(SOURCE PASSAGE begins)
ALBANY, COUNTESS OF, wife of English pretender, Prince Charles
Stuart, a dissolute woman (1753-1824).
ALBANY, THE DUKE OF, a title formerly given to a member of the royal
family, and revived in the present reign.
ALBANY, DUCHESS OF, daughter of Prince Waldeck Pyrmont and widow of
Prince Leopold of England; _b_. 1861, widow since 1884.
ALBATEGNI, a distinguished Arabian astronomer, born in Mesopotamia
in the 9th or 10th century of our era; his observations extended over 50
years; he so improved the methods and instruments of observation as to
earn the title of the Ptolemy of the Arabs.
ALBATROSS, the largest and strongest of sea-birds, that ranges over
the southern seas, often seen far from land; it is a superstition among
sailors that it is disastrous to shoot one.
ALBERO`NI, an Italian of humble birth, became a Cardinal of the
Church and Prime Minister to Philip V. of Spain, wrought hard to restore
Spain to its ancient grandeur, was defeated in his project by the
quadruple alliance of England, France, Austria, and Holland, and obliged
to retire (1664-1752).
(SOURCE PASSAGE ends)
§ QUESTIONS
1 – Answer these from the dictionary entries:
(a) Over how many years did Albategni's observations extend?
(b) Which four countries formed the quadruple alliance that defeated Alberoni's project?
(c) In what year did the Duchess of Albany become a widow?
2 – Return everything in the dictionary entries from "ALBANY, THE DUKE" down to "to shoot one.", copied word for word.
3 – Carry the dictionary entries further, starting after the last entry shown.
The listing is not needed.
(SUPPLIED DATA begins)
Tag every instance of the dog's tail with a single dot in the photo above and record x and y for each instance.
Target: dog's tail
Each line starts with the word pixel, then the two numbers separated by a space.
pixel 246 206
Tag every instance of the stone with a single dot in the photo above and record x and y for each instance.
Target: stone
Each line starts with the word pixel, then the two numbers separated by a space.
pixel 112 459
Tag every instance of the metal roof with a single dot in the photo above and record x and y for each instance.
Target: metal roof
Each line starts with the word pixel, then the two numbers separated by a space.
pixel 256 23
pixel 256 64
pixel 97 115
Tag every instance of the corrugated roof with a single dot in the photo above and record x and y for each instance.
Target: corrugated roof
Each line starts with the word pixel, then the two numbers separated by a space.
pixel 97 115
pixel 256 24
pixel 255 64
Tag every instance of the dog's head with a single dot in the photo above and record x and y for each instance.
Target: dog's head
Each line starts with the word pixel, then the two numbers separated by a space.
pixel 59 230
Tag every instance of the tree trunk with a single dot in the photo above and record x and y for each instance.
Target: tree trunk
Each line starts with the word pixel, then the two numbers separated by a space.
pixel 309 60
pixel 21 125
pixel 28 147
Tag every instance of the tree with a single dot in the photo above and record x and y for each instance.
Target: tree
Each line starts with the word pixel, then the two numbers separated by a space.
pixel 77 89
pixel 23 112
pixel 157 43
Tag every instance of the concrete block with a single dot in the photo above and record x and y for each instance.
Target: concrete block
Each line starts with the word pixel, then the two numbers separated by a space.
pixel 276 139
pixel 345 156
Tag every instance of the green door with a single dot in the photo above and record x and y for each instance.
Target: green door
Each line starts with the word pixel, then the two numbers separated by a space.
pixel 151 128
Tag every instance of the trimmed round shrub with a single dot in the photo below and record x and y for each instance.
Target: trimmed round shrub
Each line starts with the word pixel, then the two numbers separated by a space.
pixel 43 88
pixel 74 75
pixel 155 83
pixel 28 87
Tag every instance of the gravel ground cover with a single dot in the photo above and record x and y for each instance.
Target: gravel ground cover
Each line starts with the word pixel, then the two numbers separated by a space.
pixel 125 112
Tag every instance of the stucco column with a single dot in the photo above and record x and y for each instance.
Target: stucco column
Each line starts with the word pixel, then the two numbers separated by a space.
(SUPPLIED DATA ends)
§ RESULTS OF THE TASKS
1 –
(a) 50 years
(b) England, France, Austria, and Holland
(c) 1884

2 –
ALBANY, THE DUKE OF, a title formerly given to a member of the royal
family, and revived in the present reign.
ALBANY, DUCHESS OF, daughter of Prince Waldeck Pyrmont and widow of
Prince Leopold of England; _b_. 1861, widow since 1884.
ALBATEGNI, a distinguished Arabian astronomer, born in Mesopotamia
in the 9th or 10th century of our era; his observations extended over 50
years; he so improved the methods and instruments of observation as to
earn the title of the Ptolemy of the Arabs.
ALBATROSS, the largest and strongest of sea-birds, that ranges over
the southern seas, often seen far from land; it is a superstition among
sailors that it is disastrous to shoot one.

3 –
ALBERT, archbishop of Mainz, a dignity granted him by Pope Leo X. at
the ransom of L15,000, which he was unable to pay, and which, as the
Pope needed it for building St. Peter's, he borrowed, the Pope granting
him the power to sell indulgences in order to repay the loan, in which
traffic Tetzel was his chief salesman, a trade which roused the wrath of
Luther, and provoked the German Reformation (1450-1545).
ALBERT, the last Grandmaster of the Teutonic knights, who being
"religious in an eminent degree and shaken in his belief" took zealously
to Protestantism and came under the influence of Luther, who advised him
to declare himself Duke of Prussia, under the wing of Sigismund of
Poland, in defiance of the Teutonic order as no longer worthy of bed and
board on the earth, and so doing, became founder of the Prussian State
(1490-1568).
ALBERT, markgrave of Brandenburg, defined by Carlyle "a failure of a
Fritz," with "features" of a Frederick the Great in him, "but who burnt
away his splendid qualities as a mere temporary shine for the able
editors, and never came to anything, full of fire, too much of it
wildfire, not in the least like an Alcibiades except in the change of
fortune he underwent" (1522-1557).
ALBERT, PRINCE, second son of Ernest, Duke of Saxe-Coburg-Gotha,
born Aug. 26, 1819, an accomplished man with a handsome presence, who
became the consort of Queen Victoria in 1840, and from his prudence and
tact was held in the highest honour by the whole community, but died at
Windsor of typhoid fever, Dec. 14, 1861, to the unspeakable sorrow of
both Queen and country.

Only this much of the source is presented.